*Required task:* Keep only the lines in the entries below that contain the string "return". Case matters.

*Data section:*

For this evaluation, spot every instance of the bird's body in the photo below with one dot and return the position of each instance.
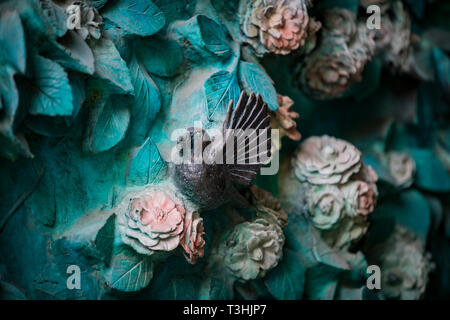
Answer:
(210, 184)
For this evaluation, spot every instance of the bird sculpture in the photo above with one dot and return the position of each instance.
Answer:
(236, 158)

...

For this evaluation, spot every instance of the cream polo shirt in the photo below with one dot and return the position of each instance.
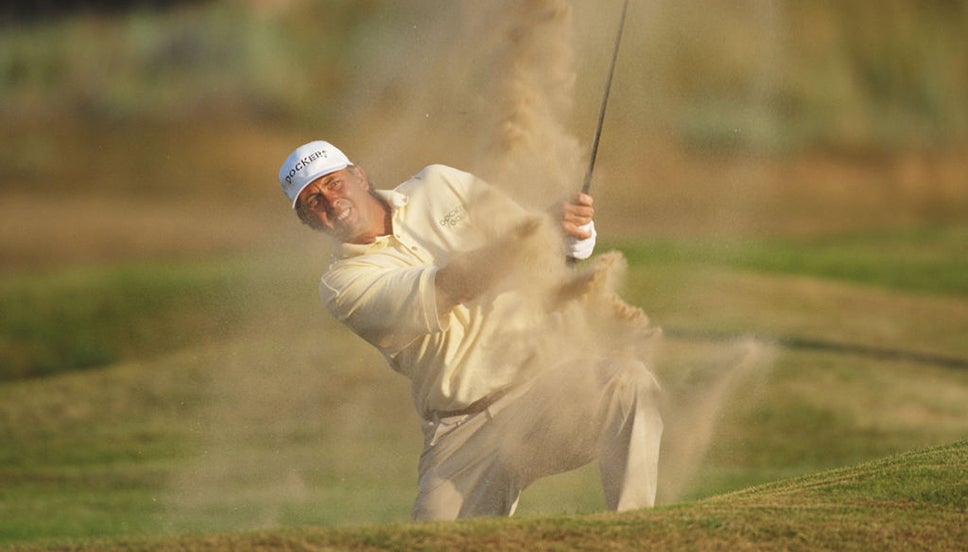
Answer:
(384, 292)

*Exercise solution:*
For this evaluation, spot every instance of the bird's body in the photo below with one dot and return the position of each instance.
For this evaluation, spot every instance of the bird sculpture in the photo above with one dot and return the position of each instance.
For this evaluation, spot every instance of the cream polo shirt in the photo below with one dot and return the position of each instance.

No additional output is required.